■ Request 1: In the rows, take the stretch from "Target: turquoise water" through the end of the rows and swap "comma-separated" for "comma-delimited", leaving everything else unchanged.

■ Provided text:
☆ ☆ ☆ ☆

Despite this, I am planning for some grand Easter celebrating!  A friend recently told me she’s noticed that liturgically-minded Christians seem to do better at planning for Advent and Lent than they do for Christmas and Easter, and I think she’s probably right.  (At least, I think we often talk more about Advent and Lent.  This might be simply because they are new observances to many of us.)  So as I think about Easter this year, I’ve been trying to come up with ways to maintain a spirit of celebration past 11am on Easter morning.  Sure, it would be impossible to keep up a party-like atmosphere in your home all day every day for the full 50 days of Easter, but I still think there’s a lot we can do to enrich our Resurrection feasting.

Last year I wrote a post about engaging the senses during Lent, and I use that same idea to organize my thoughts on Easter celebration.  I want my children to grow up knowing in their bones what it feels like to rejoice at Jesus’ resurrection.  I want the sights, sounds, and tastes in our home to be a signal that Easter truly is our greatest festival.  We Christians are Easter people, after all.  The empty tomb is the core of our faith, so let us use every creative fiber of our being as we plan for the great celebration!  Please chime in with your own ideas in the comments so we can all learn from one another.

{Disclaimer: Of course I’m not doing every single one of these things.  I’ll feel good if we hit one from each category!}

Things to See

  • Create an Easter garden with some pots, soil, stones, and stick crosses.
  • Hang up a “He Is Risen!” banner or a gold/white cross banner.
  • Print out and display this BCP quote: “Dying you destroyed our death, Rising you restored our life, Lord Jesus come in glory.”
  • As a table centerpiece, set out flowers, a cross, and a sign (even just handwriting on construction paper) saying “He is risen!”
  • Light candles all over your home.  I’m itching to try my hand at making soy candles, which I hope to do sometime during Eastertide.
  • Make or buy ribbon streamers your kids can use in worship at home or church.
  • Beautifully, naturally dyed eggs can be a discussion starter about new life.

Things to Hear

  • Set out a basket of bells that your children can ring.
  • Put on the Hallelujah Chorus first thing on Easter morning and again frequently throughout Eastertide.
  • Create a celebratory Easter playlist to play for all 50 days.

☆ ☆ ☆ ☆

■ Excerpt from a dataset:
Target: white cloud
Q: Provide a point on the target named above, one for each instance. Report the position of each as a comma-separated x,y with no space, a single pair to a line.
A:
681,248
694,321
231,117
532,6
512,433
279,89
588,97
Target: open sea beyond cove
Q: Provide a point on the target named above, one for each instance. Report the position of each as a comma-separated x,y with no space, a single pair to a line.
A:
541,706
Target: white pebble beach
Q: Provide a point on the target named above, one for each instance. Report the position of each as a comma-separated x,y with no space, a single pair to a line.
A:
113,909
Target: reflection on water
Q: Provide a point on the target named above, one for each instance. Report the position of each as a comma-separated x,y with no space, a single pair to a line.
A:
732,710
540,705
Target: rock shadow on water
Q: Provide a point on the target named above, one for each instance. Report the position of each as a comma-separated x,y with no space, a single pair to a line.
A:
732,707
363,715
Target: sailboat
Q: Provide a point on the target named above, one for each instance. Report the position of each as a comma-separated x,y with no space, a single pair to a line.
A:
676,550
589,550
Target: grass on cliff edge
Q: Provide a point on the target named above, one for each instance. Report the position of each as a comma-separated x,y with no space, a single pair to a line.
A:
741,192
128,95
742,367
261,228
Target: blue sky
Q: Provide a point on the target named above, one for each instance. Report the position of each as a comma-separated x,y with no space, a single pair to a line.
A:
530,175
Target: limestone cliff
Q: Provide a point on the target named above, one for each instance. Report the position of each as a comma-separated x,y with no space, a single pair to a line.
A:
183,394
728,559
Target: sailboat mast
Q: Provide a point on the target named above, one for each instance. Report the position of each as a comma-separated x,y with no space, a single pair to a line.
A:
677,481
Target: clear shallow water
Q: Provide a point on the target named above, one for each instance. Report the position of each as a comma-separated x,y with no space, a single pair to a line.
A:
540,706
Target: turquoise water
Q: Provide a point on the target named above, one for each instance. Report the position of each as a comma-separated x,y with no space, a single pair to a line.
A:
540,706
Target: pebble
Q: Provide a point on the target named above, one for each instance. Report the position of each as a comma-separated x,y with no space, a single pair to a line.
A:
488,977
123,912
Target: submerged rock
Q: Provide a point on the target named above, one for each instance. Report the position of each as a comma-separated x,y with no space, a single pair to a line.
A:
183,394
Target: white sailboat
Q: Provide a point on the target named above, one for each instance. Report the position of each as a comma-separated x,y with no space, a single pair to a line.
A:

☆ ☆ ☆ ☆

■ Request 2: In the Easter celebration text, what piece of music does the writer suggest putting on first thing on Easter morning?

■ Correct answer 1:
Target: turquoise water
Q: Provide a point on the target named above, one for each instance. Report the position of each as a comma-delimited x,y with no space, a single pair to a line.
A:
540,706
Target: pebble
Q: Provide a point on the target named above, one for each instance. Report the position of each as a comma-delimited x,y with no space, a single pair to a line.
A:
488,977
123,912
Target: submerged rock
Q: Provide a point on the target named above, one for each instance. Report the position of each as a comma-delimited x,y with no space, a single pair to a line.
A:
183,394
Target: white sailboat
Q: Provide a point on the target named above, one for each instance. Report the position of each as a comma-delimited x,y with no space, a single pair to a line.
A:

■ Correct answer 2: The Hallelujah Chorus.